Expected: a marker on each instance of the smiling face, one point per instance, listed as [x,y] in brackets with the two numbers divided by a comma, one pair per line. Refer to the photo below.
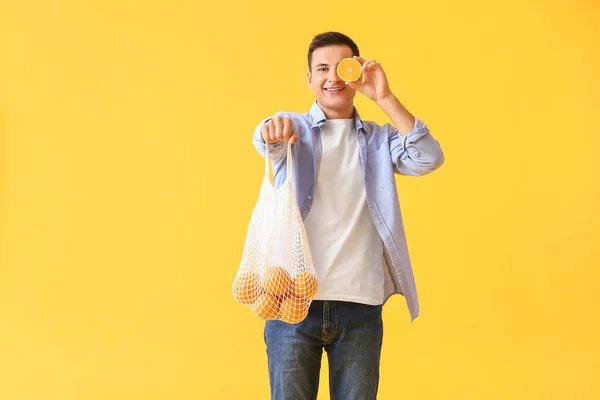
[333,96]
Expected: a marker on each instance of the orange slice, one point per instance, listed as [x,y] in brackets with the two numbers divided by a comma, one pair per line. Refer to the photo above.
[349,70]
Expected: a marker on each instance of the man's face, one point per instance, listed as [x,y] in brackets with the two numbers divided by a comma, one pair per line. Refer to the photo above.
[332,94]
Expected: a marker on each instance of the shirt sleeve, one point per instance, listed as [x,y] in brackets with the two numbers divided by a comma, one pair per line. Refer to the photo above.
[277,153]
[415,153]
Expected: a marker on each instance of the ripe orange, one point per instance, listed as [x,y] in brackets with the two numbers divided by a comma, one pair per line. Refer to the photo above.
[349,70]
[293,310]
[246,288]
[277,281]
[305,285]
[267,306]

---

> **What you should do**: Turn the lines above into a numbered list, starting at the line that has "Expected: a marker on each instance of the shirt" and ending with the last line, and leave out blank lines.

> **Solution**:
1. Expected: a marker on each instance of the shirt sleeve, one point per instance, listed as [x,y] in brackets with the two numbers divided by a comma, one pair per line. Refer to the photo above.
2. [277,153]
3. [415,153]
4. Expected: a marker on each instance of the ripe orange, one point per instance, listed as [x,y] in brackets with the two numbers divided by a comma, one pair per line. Refer to the photo above.
5. [349,70]
6. [293,310]
7. [246,288]
8. [277,281]
9. [305,285]
10. [267,306]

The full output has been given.